(Saved entries)
%%
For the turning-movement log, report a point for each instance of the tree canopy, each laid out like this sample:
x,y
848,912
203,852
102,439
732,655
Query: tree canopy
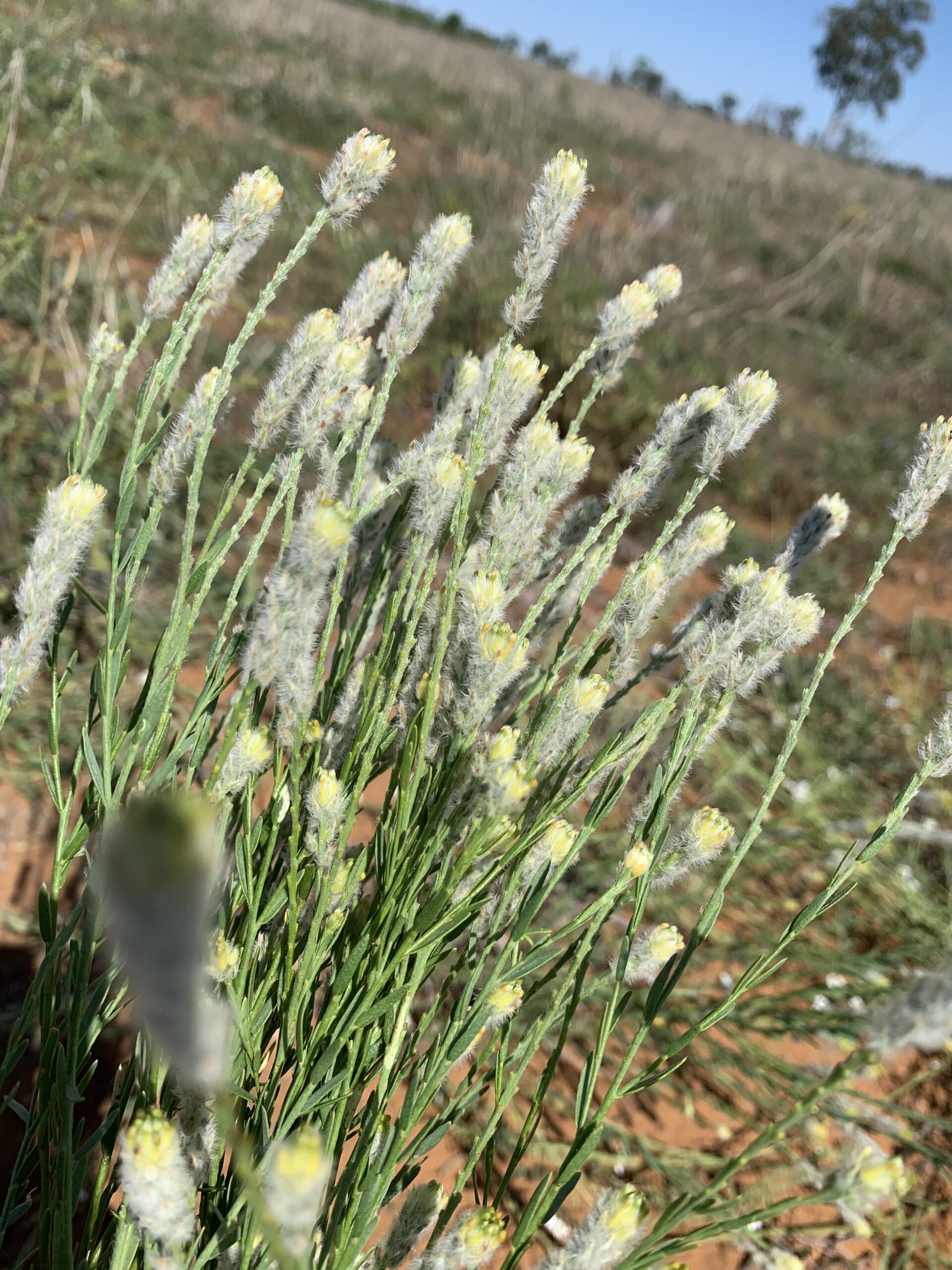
x,y
867,48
%%
* **Task objective**: Nothing but the records, repeated exactly and stripped of pictures, should appear in the answer.

* **Answer to this problem**:
For the turning-movement log, report a point for each instance of the tree canopy, each laid out like this sample:
x,y
848,912
203,852
102,439
732,655
Query: tree canopy
x,y
867,48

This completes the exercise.